→ **Your objective**: From the passage on HCM drug therapy, quote the text starting with "Second-Line: Persistent Symptoms" and going on through "despite first-line therapy.".

→ **Document passage**:
• • • • •
Second-Line: Persistent Symptoms with Outflow Gradient
Disopyramide - a class IA antiarrhythmic with potent negative inotropic properties. Add to a beta-blocker or verapamil when symptoms persist despite first-line therapy.
Novel Agent: Cardiac Myosin Inhibitor
Mavacamten (FDA-approved, 2022) - a first-in-class small-molecule cardiac myosin inhibitor that directly targets the pathophysiologic mechanism of HCM (hypercontractility). Indicated for symptomatic obstructive HCM, including patients with persistent symptoms despite beta-blocker and/or disopyramide therapy. A 2025 meta-analysis confirmed its high efficacy at reducing LVOT gradients and improving symptoms (PMID:
39988344).
- Aficamten is another cardiac myosin inhibitor under active investigation showing similar efficacy.
• • • • •
(Region pointing data)
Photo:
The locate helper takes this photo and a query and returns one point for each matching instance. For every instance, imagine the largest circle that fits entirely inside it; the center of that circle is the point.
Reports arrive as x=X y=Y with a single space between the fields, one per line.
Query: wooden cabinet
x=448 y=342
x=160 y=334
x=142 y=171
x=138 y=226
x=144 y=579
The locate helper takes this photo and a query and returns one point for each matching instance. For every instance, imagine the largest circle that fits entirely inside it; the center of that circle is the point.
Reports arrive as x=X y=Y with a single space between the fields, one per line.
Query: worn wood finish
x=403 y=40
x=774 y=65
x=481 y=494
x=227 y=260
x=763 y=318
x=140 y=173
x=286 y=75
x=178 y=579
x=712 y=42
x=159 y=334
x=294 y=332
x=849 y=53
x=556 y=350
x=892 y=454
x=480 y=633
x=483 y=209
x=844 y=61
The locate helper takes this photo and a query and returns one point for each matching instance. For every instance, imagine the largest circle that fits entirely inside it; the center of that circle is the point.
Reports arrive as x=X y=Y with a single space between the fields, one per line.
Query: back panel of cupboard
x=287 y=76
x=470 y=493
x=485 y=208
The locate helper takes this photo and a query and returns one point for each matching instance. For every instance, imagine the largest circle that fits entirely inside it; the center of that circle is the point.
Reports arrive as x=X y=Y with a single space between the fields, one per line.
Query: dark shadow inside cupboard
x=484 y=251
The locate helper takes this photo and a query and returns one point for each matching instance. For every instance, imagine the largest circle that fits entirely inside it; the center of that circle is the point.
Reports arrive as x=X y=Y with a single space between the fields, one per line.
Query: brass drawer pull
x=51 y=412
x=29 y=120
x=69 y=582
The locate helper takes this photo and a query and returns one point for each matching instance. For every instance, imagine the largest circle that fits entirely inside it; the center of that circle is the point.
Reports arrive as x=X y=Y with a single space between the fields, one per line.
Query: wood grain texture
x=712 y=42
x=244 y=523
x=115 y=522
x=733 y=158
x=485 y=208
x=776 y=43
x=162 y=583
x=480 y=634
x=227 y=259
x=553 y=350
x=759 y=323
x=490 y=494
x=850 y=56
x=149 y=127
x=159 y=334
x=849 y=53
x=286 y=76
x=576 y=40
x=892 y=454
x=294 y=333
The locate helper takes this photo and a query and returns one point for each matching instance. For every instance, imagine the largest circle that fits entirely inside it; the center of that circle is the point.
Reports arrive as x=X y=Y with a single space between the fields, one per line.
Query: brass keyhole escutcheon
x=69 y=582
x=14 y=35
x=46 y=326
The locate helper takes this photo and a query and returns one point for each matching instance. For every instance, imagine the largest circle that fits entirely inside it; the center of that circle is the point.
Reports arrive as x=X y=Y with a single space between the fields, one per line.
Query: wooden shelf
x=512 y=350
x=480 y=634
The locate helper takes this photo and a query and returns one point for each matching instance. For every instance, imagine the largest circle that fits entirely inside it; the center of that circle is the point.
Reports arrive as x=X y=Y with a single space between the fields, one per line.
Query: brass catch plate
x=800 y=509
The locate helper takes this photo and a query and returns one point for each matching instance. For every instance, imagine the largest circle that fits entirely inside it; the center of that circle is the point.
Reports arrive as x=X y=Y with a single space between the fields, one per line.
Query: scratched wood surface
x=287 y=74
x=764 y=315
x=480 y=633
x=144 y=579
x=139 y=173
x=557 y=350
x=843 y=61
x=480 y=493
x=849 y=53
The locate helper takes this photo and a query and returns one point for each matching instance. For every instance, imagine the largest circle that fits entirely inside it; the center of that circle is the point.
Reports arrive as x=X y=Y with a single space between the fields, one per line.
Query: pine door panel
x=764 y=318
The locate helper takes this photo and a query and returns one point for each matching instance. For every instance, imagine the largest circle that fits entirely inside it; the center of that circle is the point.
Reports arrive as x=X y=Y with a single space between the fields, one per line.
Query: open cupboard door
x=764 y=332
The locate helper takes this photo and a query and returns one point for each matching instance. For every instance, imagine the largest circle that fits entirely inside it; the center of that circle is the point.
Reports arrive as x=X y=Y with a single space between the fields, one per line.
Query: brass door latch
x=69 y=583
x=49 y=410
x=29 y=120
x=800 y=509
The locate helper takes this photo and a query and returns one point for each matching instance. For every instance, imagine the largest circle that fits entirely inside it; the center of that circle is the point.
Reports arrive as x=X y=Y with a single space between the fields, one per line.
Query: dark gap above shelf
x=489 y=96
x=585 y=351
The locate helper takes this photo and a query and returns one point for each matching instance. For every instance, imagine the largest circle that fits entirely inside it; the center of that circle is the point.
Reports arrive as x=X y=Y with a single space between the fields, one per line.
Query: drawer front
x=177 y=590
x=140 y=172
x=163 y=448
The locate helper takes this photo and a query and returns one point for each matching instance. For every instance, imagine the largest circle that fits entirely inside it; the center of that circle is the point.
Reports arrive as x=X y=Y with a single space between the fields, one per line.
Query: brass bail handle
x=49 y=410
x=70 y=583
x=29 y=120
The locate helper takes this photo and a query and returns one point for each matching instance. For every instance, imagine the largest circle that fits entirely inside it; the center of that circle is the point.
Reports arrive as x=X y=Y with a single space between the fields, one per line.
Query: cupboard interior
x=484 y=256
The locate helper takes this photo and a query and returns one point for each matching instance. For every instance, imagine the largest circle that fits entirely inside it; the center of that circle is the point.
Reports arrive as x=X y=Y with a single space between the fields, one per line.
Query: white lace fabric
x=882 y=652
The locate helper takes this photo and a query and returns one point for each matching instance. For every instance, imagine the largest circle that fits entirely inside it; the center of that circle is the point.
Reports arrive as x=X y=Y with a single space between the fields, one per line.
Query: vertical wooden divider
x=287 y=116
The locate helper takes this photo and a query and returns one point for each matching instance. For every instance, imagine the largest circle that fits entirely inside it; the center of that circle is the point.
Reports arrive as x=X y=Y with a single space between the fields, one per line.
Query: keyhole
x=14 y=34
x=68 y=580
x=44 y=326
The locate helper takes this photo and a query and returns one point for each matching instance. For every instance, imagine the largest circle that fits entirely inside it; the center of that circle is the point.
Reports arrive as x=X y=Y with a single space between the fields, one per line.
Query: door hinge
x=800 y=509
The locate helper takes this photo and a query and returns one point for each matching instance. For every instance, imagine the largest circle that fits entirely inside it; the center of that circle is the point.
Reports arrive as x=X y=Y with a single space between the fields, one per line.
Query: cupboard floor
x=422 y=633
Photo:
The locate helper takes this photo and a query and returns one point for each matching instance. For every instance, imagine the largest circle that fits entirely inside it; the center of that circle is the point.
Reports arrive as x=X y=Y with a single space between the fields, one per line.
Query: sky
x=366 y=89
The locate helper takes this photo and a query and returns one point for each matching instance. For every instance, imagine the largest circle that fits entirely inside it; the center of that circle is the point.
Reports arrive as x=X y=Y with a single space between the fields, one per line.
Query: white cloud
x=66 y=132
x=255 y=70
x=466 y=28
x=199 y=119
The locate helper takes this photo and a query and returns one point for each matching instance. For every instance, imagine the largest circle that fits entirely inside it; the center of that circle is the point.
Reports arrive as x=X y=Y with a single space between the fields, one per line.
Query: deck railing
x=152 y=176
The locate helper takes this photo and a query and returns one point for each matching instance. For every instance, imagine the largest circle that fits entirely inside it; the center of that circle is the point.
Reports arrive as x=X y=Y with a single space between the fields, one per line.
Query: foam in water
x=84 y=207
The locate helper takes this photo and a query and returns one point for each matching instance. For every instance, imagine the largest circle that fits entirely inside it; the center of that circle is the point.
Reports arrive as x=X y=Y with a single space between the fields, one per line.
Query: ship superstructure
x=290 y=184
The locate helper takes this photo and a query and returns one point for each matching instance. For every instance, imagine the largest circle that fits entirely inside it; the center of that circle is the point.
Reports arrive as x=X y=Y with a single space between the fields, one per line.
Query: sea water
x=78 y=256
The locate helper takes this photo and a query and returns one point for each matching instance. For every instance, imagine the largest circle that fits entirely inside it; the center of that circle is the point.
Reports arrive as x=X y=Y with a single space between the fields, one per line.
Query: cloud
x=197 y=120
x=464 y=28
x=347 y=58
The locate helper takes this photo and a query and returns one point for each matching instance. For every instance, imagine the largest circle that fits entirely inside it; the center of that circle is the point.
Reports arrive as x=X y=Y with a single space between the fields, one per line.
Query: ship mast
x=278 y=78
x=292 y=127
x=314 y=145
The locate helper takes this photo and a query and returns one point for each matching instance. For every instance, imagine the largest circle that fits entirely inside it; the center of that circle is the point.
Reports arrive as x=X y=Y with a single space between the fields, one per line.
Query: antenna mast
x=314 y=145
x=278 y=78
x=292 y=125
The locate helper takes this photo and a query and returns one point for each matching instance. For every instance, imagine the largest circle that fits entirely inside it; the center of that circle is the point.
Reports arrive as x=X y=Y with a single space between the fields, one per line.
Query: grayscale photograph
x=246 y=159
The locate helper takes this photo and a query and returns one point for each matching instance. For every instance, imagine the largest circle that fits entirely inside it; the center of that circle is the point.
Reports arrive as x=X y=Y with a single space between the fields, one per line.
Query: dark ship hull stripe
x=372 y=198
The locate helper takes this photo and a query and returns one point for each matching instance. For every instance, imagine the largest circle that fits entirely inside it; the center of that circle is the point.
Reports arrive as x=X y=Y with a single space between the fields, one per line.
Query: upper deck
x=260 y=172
• • • • •
→ **Written answer**:
Second-Line: Persistent Symptoms with Outflow Gradient
Disopyramide - a class IA antiarrhythmic with potent negative inotropic properties. Add to a beta-blocker or verapamil when symptoms persist despite first-line therapy.